§ Aufgabenstellung
Gib aus dem Text zum Hochzeitsglückwunsch unten den Abschnitt wortgetreu aus, der mit den Worten „Nonne AC, vielleicht“ beginnt und mit „Niederdeutsch.“ endet.

Nonne AC, vielleicht Anna Kreye, im Kloster Lüne an ihre leibliche Schwester

undatiert

Glückwunsch zur Hochzeit — Congratulatory letter on marriage

Kloster Lüne, Hs. 15, Lage 20, fol. 4r

Niederdeutsch.

Die Absenderin gratuliert ihrer leiblichen Schwester zur anstehenden Hochzeit. Sie hat lang darauf gewartet und freut sich, dass die Empfängerin nun in diesen heiligen Stand eintritt. Als Verwandte sollte sie eigentlich zum Fest kommen, doch kann sie die Klausur nicht verlassen. Sie ist aber durch das himmlische Jerusalem gewandert und sendet nun die gefundenen Schätze, nämlich Christus, ihren eigenen Bräutigam, und Maria, um die Empfängerin und ihren Bräutigam zu segnen. Der Chor der Engel schützt sie vor Unheil und der hl. Bartholomäus, persönlicher Apostel der Empfängerin und Lüner Patron, erwirkt ihr das Kleid göttlicher Liebe. Da die Empfängerin per Schiff in eine andere Stadt zu fremden Leuten umziehen wird, sollen die hl. Ursula und ihre Gefährtinnen sie begleiten und weitere weibliche Heilige ihr in Zukunft beistehen. Die Absenderin kann kein wertvolles Kleinod schenken, sendet aber stattdessen den goldenen Schrein des Herzens Mariens, worin alle Gnadenschätze enthalten sind. Diesen Schrein möge die Schwester in der Not öffnen. Brieffragment, Ende fehlt.

§ Datenauszug
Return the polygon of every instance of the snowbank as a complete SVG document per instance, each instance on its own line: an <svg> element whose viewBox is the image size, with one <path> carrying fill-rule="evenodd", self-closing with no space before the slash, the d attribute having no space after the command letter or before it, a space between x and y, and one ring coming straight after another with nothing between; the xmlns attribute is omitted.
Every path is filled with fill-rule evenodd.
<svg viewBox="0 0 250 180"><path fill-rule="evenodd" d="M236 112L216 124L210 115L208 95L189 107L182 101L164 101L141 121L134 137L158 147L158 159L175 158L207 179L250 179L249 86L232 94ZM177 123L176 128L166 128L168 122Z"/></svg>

§ Endergebnis
Nonne AC, vielleicht Anna Kreye, im Kloster Lüne an ihre leibliche Schwester

undatiert

Glückwunsch zur Hochzeit — Congratulatory letter on marriage

Kloster Lüne, Hs. 15, Lage 20, fol. 4r

Niederdeutsch.